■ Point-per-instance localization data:
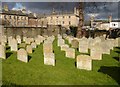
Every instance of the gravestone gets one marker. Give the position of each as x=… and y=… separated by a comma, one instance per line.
x=14, y=45
x=105, y=47
x=84, y=62
x=28, y=40
x=33, y=45
x=22, y=55
x=96, y=52
x=47, y=48
x=75, y=43
x=49, y=59
x=70, y=53
x=18, y=38
x=2, y=52
x=64, y=47
x=10, y=40
x=61, y=42
x=83, y=45
x=37, y=41
x=22, y=45
x=29, y=49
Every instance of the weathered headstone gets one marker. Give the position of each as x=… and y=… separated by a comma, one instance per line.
x=75, y=43
x=47, y=48
x=84, y=62
x=29, y=49
x=2, y=52
x=14, y=45
x=70, y=53
x=18, y=38
x=49, y=59
x=22, y=55
x=64, y=47
x=96, y=52
x=33, y=45
x=61, y=42
x=83, y=45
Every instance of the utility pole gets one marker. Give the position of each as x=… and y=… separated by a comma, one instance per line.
x=81, y=20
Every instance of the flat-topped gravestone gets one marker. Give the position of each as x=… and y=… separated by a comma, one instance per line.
x=84, y=62
x=105, y=47
x=96, y=52
x=47, y=48
x=24, y=39
x=22, y=55
x=22, y=45
x=64, y=47
x=18, y=38
x=2, y=52
x=29, y=49
x=75, y=43
x=14, y=45
x=37, y=41
x=61, y=42
x=49, y=59
x=28, y=40
x=83, y=45
x=70, y=53
x=10, y=40
x=33, y=45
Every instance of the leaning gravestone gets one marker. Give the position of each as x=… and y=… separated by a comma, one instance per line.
x=14, y=45
x=70, y=53
x=75, y=43
x=2, y=52
x=49, y=59
x=96, y=52
x=29, y=49
x=22, y=55
x=84, y=62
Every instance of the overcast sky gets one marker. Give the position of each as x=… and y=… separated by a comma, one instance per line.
x=102, y=9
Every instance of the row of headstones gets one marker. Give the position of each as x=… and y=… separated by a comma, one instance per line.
x=98, y=47
x=21, y=53
x=83, y=61
x=49, y=56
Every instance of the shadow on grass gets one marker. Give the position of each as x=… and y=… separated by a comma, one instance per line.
x=112, y=71
x=8, y=54
x=29, y=57
x=8, y=84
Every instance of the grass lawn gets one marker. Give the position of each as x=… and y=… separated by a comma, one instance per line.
x=15, y=72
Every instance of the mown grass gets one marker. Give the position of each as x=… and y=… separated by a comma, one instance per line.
x=15, y=72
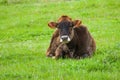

■ Task statement: Where the line with "Every instance of the grass" appears in the entries above, begin there and restate every line to the end word for word, minus the pictures.

■ Task result:
Every instance of the grass lawn gets one marker. Give the position of each as x=… and y=… separated by a comma, one instance per line.
x=15, y=72
Every instance of the mown grass gets one marker. Give the position of each as x=… and y=… separated by a comma, one instance per line.
x=15, y=72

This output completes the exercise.